**Listed entries:**
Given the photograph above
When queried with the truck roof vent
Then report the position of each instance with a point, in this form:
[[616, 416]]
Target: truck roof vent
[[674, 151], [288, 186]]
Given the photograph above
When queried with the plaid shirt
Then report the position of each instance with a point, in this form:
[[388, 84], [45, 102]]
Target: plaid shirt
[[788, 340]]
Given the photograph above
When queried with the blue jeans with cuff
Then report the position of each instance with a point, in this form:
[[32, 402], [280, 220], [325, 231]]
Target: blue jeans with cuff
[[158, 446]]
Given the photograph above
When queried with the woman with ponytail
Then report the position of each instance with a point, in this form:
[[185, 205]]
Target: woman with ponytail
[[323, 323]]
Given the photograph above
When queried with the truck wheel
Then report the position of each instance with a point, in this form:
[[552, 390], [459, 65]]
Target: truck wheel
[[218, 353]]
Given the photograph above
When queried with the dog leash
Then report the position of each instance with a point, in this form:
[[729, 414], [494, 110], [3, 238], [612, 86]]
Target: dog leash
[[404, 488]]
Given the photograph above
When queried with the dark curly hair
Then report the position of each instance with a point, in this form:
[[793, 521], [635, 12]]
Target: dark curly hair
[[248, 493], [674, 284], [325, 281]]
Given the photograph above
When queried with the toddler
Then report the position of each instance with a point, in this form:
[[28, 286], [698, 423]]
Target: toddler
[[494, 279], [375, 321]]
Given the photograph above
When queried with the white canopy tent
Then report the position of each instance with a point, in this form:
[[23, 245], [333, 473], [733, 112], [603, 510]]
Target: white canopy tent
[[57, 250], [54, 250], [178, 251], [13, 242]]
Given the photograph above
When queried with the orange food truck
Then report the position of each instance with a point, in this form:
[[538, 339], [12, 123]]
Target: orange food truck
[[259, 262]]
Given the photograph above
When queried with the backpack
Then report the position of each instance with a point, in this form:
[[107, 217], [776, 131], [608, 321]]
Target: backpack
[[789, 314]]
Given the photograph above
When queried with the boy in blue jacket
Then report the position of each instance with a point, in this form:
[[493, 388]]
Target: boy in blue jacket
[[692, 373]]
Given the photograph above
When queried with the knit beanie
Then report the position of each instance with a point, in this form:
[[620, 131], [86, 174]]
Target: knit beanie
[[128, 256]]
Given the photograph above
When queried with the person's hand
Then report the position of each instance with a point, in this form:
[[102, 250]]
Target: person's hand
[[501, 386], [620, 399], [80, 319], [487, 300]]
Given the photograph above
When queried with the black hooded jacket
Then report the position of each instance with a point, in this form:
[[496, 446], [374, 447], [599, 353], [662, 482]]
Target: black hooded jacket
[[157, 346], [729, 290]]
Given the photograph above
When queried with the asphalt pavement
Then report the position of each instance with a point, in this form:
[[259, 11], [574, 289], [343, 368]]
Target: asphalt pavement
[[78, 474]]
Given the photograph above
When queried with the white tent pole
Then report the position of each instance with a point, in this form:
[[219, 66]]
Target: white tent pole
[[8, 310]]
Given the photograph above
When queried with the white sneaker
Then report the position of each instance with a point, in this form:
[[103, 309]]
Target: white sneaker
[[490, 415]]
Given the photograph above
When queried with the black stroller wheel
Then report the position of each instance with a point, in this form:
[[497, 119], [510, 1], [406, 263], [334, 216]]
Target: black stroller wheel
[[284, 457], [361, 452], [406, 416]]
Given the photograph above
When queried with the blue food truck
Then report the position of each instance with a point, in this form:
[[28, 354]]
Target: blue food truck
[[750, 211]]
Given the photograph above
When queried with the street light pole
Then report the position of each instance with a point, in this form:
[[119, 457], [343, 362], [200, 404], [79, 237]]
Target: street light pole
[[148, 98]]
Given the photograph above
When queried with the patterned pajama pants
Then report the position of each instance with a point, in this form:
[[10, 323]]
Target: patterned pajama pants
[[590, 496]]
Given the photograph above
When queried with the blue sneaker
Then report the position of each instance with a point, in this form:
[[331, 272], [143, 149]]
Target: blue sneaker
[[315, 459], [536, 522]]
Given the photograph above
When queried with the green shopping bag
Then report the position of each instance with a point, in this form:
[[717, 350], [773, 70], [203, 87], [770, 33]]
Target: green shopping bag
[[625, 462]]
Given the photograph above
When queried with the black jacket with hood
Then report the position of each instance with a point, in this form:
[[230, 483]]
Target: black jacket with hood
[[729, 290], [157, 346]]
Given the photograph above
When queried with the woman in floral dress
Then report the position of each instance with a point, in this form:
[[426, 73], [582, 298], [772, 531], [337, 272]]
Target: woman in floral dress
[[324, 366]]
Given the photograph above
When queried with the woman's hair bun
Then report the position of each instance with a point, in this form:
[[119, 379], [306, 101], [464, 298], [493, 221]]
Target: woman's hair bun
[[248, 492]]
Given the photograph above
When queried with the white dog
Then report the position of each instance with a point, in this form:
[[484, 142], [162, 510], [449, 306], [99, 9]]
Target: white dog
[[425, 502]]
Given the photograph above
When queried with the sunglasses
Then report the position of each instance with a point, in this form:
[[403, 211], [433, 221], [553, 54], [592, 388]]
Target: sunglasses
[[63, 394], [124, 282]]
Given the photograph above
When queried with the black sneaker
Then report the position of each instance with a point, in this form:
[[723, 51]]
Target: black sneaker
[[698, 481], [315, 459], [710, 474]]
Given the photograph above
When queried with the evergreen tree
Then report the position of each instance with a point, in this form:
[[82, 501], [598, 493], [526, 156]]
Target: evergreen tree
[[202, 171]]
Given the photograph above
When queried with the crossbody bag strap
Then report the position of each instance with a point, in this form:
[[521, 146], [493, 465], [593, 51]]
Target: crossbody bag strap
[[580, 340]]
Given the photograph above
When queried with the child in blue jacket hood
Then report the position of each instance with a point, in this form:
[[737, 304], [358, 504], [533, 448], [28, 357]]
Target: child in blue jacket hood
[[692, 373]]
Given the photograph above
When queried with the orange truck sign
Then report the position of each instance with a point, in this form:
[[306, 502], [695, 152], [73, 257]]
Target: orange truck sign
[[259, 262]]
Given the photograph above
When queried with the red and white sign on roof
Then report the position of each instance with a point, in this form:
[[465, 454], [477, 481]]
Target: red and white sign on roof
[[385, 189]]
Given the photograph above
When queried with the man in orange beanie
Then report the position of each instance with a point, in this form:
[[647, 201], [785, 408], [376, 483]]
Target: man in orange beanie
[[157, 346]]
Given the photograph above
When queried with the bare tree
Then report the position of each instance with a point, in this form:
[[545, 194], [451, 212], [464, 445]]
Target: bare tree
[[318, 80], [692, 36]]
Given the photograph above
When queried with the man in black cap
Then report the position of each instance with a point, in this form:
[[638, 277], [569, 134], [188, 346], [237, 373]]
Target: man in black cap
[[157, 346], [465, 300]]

**Aim of the task:** From the records above, extract each line exactly as shown.

**Completed exercise:**
Given the photograph above
When queried with the truck roof vent
Then report the position of each instance with a point, in this form:
[[616, 416]]
Target: truck roof vent
[[674, 151], [288, 186]]
Given the photograph above
When queried with the plaid shirt
Then report the position of each instance with a point, in this form:
[[388, 84], [45, 102]]
Target: plaid shirt
[[788, 340]]
Given the photograph above
When queried with the blue jeans with cuff
Then report the position of each instance with a point, in this form:
[[32, 402], [280, 220], [325, 231]]
Target: blue jeans with cuff
[[158, 446]]
Given the photograph above
When queried with the woman with ponytail
Then report the position of each instance with a point, in this form:
[[185, 205]]
Target: woman with ponytail
[[323, 323]]
Given the photograph above
When queried with the truck wheel
Then report the position of each instance with a point, in this form:
[[552, 390], [459, 65]]
Target: truck wheel
[[218, 353]]
Given the photograph above
When queried with the dog leash
Then report the position of each instance with a point, in this form:
[[729, 414], [494, 110], [3, 238], [612, 86]]
Target: dog leash
[[404, 488]]
Given the photograph above
When queried with the dark curly hair
Then report the position of each instance with a point, in this form:
[[793, 521], [635, 12]]
Target: dark curly hair
[[248, 493], [674, 284], [325, 281]]
Given the photograph above
When queried with the toddler
Then report the position of each instance with a point, in this form:
[[28, 286], [698, 423]]
Target: toddler
[[494, 279], [375, 321]]
Given the photograph above
When queried with the white canopy tent
Then report the position of each instance with a point, in this form:
[[23, 245], [333, 473], [733, 112], [603, 510]]
Target: white canopy tent
[[57, 250], [54, 250], [178, 251], [13, 242]]
Given the photograph above
When queried with the orange food truck
Then report the position of each instance with a point, in this form:
[[538, 339], [12, 123]]
Target: orange food truck
[[259, 262]]
Given the photograph above
When queried with the backpack
Then report the position of each instance with a point, in this form:
[[107, 217], [776, 131], [608, 321]]
Target: backpack
[[789, 314]]
Given the photograph above
When queried with the boy in blue jacket
Then report the position of each instance with a point, in this form:
[[493, 388]]
Target: boy in blue jacket
[[692, 373]]
Given the photograph above
When queried with the knit beanie
Then report the position of each instance with a point, in this form:
[[620, 131], [86, 174]]
Target: knit beanie
[[128, 256]]
Given the photograph above
When queried with the person's hand
Then report the position of each instance with a point, in this form:
[[102, 250]]
Target: person's hand
[[501, 386], [620, 399], [80, 319], [487, 300]]
Given the photograph above
When queried with the black hooded jacket
Then report the position of each instance with a point, in this form:
[[496, 446], [374, 447], [599, 353], [662, 482]]
Target: black hooded jacket
[[157, 346], [729, 290]]
Given the photograph above
When queried with the asphalt pavement
Then report the position of each instance with a point, in this form:
[[259, 11], [574, 289], [343, 368]]
Target: asphalt pavement
[[78, 474]]
Given the photograph above
When queried with the white tent pole
Then report the position of each instance with a point, in this form:
[[219, 66]]
Target: white tent pole
[[8, 310]]
Given the photograph above
When queried with the white sneaker
Then report the position of each instance with a point, in this form:
[[103, 309]]
Target: white sneaker
[[490, 415]]
Given the photograph above
When queried with the black stroller wheel
Then report the position of each instance with a point, in this form:
[[497, 119], [510, 1], [406, 263], [334, 216]]
Target: black stroller wheel
[[284, 457], [361, 452], [406, 416]]
Given the photograph above
When queried with the blue food truck
Then report the position of each instance with a point, in this form:
[[28, 354]]
Target: blue food truck
[[750, 211]]
Given the photograph above
When queried with the street light pole
Then report the position of each instance with a point, in this form:
[[119, 457], [343, 362], [200, 404], [79, 237]]
Target: street light pole
[[148, 98]]
Given the photograph above
When queried with the patterned pajama pants
Then report the position of each instance with a point, in this form:
[[10, 323]]
Target: patterned pajama pants
[[590, 496]]
Given the photograph above
When queried with the blue sneaker
Then report the position of each instance with a point, in this form:
[[331, 272], [143, 149]]
Target: blue sneaker
[[315, 459], [536, 522]]
Given the photograph above
When queried with the green shopping bag
Then report the position of each instance with a point, in this form:
[[717, 350], [773, 70], [203, 87], [770, 33]]
Target: green shopping bag
[[625, 462]]
Given the photograph above
When queried with the black jacket with hood
Then report the position of each instance with a point, in this form:
[[230, 483]]
Target: black jacket with hood
[[729, 290], [157, 346]]
Given the photograph above
When queried with the woman in floral dress
Then report the position of each instance with a point, in this form:
[[426, 73], [582, 298], [772, 531], [337, 272]]
Target: woman in floral dress
[[324, 366]]
Given the photograph above
When queried with the woman's hair bun
Then report the position of each instance with a point, in this form:
[[119, 379], [306, 101], [464, 298], [493, 221]]
Target: woman's hair bun
[[248, 492]]
Given the photograph above
When queried with the white dog
Then report the position of each instance with a point, in this form:
[[484, 142], [162, 510], [449, 306], [99, 9]]
Target: white dog
[[425, 502]]
Given the photograph above
When queried with the sunglasses
Then report the position of each instance with a point, in this form:
[[403, 211], [433, 221], [553, 54], [592, 388]]
Target: sunglasses
[[63, 394], [124, 282]]
Given the photograph above
When queried with the black sneaker
Then report the position of each instance with a point, in this form:
[[723, 51]]
Target: black sneaker
[[698, 481], [315, 459], [710, 474]]
Given the photograph above
When queried with the evergreen tree
Then report the position of each instance with a point, in this form:
[[82, 501], [598, 493], [526, 156]]
Target: evergreen tree
[[202, 171]]
Given the photograph above
When queried with the crossbody bag strap
Then report the position of each instance with a point, in this form:
[[521, 146], [493, 465], [593, 51]]
Target: crossbody bag strap
[[580, 340]]
Given the photograph above
When queried with the child in blue jacket hood
Then report the position of each instance with a point, in this form:
[[737, 304], [358, 504], [533, 448], [28, 357]]
Target: child in blue jacket hood
[[692, 373]]
Given the photograph above
When queried with the orange truck sign
Then report the position of each instance with a point, in this form:
[[306, 502], [695, 152], [73, 257]]
Target: orange truck sign
[[259, 262]]
Given the photograph above
When queried with the red and white sign on roof
Then report the position of each instance with a point, in this form:
[[465, 454], [477, 481]]
Target: red and white sign on roof
[[385, 189]]
Given the photograph above
When queried with the man in orange beanie
Then report the position of each instance with a point, in this form:
[[647, 201], [785, 408], [376, 483]]
Target: man in orange beanie
[[157, 346]]
Given the photograph above
When queried with the bare tree
Then report the position of each instance with a point, in this form:
[[545, 194], [451, 212], [464, 445]]
Target: bare tree
[[318, 80], [692, 36]]
Given the photograph above
When queried with the man in black cap
Then report the position of each instance with a point, in this form:
[[638, 277], [569, 134], [188, 346], [237, 373]]
Target: man in black cap
[[157, 346], [465, 300]]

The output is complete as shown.